UNITED STATES
SECURITIES AND EXCHANGE COMMISSION
Washington, DC 20549
FORM 8-K
CURRENT REPORT
Pursuant to Section 13 or 15(d) of the Securities Exchange Act of 1934
Date of Report (Date of earliest event reported): September 30, 2021
Cipherloc Corporation
(Exact name of registrant as specified in its charter)
Texas | 000-28745 | 86-0837077 | ||
(State or other jurisdiction | (Commission | (IRS Employer | ||
of incorporation or organization) | File Number) | Identification No.) |
6836 Bee Caves Road
Building 1, Suite 279
Austin, TX 78746
(Address of principal executive offices)(Zip Code)
Registrant’s telephone number, including area code: (512) 772-4245
Check the appropriate box below if the Form 8-K filing is intended to simultaneously satisfy the filing obligation of the registrant under any of the following provisions (see General Instruction A.2. below):
☐ | Written communications pursuant to Rule 425 under the Securities Act (17 CFR 230.425) |
☐ | Soliciting material pursuant to Rule 14a-12 under the Exchange Act (17 CFR 240.14a-12) |
☐ | Pre-commencement communications pursuant to Rule 14d-2(b) under the Exchange Act (17 CFR 240.14d-2(b)) |
☐ | Pre-commencement communications pursuant to Rule 13e-4(c) under the Exchange Act (17 CFR 240.13e-4(c)) |
Securities registered pursuant to Section 12(b) of the Act: None.
Indicate by check mark whether the registrant is an emerging growth company as defined in Rule 405 of the Securities Act of 1933 (§230.405 of this chapter) or Rule 12b-2 of the Securities Exchange Act of I 934 (§240.12b-2 of this chapter).
Emerging growth company ☐
If an emerging growth company, indicate by check mark if the registrant has elected not to use the extended transition period for complying with any new or revised financial accounting standards provided pursuant to Section 13(a) of the Exchange Act. ☐
Item 3.02. Unregistered Sales of Equity Securities.
To the extent the grant of the Restricted Stock Units described and defined in Item 5.02, below, are deemed to be “sold or offered” (and not issued under a no-sale theory), Cipherloc Corporation (the “Company”, “we” and “us”) claims an exemption from registration pursuant to Section 4(a)(2) and/or Rule 506 of Regulation D of the Securities Act of 1933, as amended (the “Securities Act”), for such issuance, since the foregoing issuance did not involve a public offering, the recipient was an (a) “accredited investor”; and/or (b) had access to similar documentation and information as would be required in a Registration Statement under the Securities Act. The securities are subject to transfer restrictions, and the certificates evidencing the securities will contain an appropriate legend stating that such securities have not been registered under the Securities Act and may not be offered or sold absent registration or pursuant to an exemption therefrom.

(Extracted data entries)
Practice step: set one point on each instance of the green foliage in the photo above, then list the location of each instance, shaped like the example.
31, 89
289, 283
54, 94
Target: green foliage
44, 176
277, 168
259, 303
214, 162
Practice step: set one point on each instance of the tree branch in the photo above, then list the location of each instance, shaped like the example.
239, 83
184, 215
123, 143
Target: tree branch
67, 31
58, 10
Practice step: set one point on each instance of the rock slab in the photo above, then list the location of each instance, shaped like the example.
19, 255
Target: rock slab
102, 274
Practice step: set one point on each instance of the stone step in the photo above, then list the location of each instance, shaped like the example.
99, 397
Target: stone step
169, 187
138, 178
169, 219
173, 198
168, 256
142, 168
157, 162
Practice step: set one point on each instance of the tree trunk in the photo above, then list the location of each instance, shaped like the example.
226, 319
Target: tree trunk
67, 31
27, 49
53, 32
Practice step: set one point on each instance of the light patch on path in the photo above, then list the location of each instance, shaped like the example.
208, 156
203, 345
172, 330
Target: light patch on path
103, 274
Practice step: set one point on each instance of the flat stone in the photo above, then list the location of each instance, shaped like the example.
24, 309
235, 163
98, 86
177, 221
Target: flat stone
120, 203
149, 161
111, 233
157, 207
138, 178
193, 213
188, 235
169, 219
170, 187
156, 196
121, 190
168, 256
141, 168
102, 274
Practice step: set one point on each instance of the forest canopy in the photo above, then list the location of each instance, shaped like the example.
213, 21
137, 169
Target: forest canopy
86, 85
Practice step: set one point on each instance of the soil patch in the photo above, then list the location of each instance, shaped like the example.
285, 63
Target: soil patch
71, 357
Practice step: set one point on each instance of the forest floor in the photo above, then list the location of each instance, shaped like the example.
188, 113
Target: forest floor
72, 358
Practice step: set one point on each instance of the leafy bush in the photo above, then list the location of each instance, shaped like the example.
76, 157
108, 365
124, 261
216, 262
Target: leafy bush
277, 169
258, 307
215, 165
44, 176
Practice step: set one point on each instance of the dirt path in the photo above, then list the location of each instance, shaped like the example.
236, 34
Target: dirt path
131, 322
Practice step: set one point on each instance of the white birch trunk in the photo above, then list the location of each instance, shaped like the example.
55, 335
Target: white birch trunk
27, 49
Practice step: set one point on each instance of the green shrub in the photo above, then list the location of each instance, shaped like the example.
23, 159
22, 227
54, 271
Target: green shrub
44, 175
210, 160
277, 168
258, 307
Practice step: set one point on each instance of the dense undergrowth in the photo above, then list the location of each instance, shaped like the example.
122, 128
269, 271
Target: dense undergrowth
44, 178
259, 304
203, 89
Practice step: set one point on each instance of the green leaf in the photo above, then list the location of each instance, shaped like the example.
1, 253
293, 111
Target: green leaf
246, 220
* * *
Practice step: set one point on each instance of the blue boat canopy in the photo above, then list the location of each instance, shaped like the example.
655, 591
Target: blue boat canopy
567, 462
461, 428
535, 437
--
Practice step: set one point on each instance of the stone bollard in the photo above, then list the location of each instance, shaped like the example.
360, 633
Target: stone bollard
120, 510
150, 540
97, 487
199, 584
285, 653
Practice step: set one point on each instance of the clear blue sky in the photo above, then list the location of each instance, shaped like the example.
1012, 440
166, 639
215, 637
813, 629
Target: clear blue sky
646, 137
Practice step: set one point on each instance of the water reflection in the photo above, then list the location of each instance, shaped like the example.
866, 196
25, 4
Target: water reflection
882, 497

Exercise objective: Please copy the Form 8-K text between "Emerging growth company ☐" and "of Equity Securities.", inclusive, switching "transition period" to "adjustment period".

Solved exercise:
Emerging growth company ☐
If an emerging growth company, indicate by check mark if the registrant has elected not to use the extended adjustment period for complying with any new or revised financial accounting standards provided pursuant to Section 13(a) of the Exchange Act. ☐
Item 3.02. Unregistered Sales of Equity Securities.